Start of INPUT DATA

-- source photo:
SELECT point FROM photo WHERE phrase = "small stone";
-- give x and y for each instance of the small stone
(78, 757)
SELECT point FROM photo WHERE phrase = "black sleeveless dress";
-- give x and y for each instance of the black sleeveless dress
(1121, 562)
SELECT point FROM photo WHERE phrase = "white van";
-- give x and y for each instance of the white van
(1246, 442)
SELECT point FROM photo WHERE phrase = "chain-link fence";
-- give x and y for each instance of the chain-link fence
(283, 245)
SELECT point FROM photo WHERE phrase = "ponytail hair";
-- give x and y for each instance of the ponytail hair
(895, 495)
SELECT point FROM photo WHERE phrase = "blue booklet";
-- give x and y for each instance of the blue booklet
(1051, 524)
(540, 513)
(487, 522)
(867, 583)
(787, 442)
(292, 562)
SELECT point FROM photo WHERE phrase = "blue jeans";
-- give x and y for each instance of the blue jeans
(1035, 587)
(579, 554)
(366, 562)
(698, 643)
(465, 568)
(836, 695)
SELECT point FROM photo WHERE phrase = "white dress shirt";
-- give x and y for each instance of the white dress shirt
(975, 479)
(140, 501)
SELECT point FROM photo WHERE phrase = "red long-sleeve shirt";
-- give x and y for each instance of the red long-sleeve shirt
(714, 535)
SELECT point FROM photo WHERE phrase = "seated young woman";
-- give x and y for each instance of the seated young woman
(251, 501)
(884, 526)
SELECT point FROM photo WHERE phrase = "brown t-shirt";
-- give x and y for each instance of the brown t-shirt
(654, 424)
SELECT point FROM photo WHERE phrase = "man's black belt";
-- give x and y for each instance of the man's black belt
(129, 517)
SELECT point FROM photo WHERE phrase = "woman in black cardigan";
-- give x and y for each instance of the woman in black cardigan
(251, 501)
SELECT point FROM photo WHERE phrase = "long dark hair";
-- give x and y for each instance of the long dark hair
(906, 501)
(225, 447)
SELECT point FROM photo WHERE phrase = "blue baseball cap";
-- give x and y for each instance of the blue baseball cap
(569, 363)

End of INPUT DATA

REQUIREMENTS =
Repeat the records exactly, including every line.

RESULT BELOW =
-- source photo:
SELECT point FROM photo WHERE phrase = "small stone";
-- give x and y for each instance of the small stone
(78, 757)
SELECT point FROM photo WHERE phrase = "black sleeveless dress";
-- give x and y for each instance of the black sleeveless dress
(1121, 562)
SELECT point FROM photo WHERE phrase = "white van";
-- give x and y for each instance of the white van
(1246, 442)
SELECT point FROM photo WHERE phrase = "chain-link fence";
-- give x and y for each instance of the chain-link fence
(283, 245)
SELECT point FROM photo WHERE phrase = "ponytail hair";
-- give x and y for each instance of the ponytail hair
(895, 495)
SELECT point FROM photo WHERE phrase = "blue booklet";
-- give x and y for each instance of the blue booklet
(1051, 524)
(540, 513)
(487, 522)
(867, 583)
(787, 442)
(292, 562)
SELECT point FROM photo WHERE phrase = "blue jeans";
-- give x and y for each instance of the blue jeans
(1035, 587)
(579, 554)
(366, 562)
(698, 643)
(465, 568)
(836, 695)
SELECT point FROM photo WHERE phrase = "white dress shirt";
-- give x and y for each instance of the white dress shirt
(975, 479)
(140, 501)
SELECT point FROM photo WHERE phrase = "red long-sleeve shirt";
-- give x and y for each instance of the red long-sleeve shirt
(714, 535)
SELECT point FROM photo WHERE phrase = "seated young woman";
-- give x and y for each instance of the seated young woman
(251, 501)
(884, 526)
SELECT point FROM photo WHERE phrase = "brown t-shirt";
-- give x and y for each instance of the brown t-shirt
(654, 424)
SELECT point FROM photo WHERE phrase = "man's black belt";
-- give x and y for each instance of the man's black belt
(129, 517)
SELECT point FROM photo WHERE phrase = "woman in black cardigan";
-- give x and y for each instance of the woman in black cardigan
(251, 501)
SELECT point FROM photo WHERE phrase = "long dark hair";
-- give x and y for each instance of the long dark hair
(906, 501)
(225, 447)
SELECT point FROM photo WHERE phrase = "blue baseball cap";
-- give x and y for each instance of the blue baseball cap
(569, 363)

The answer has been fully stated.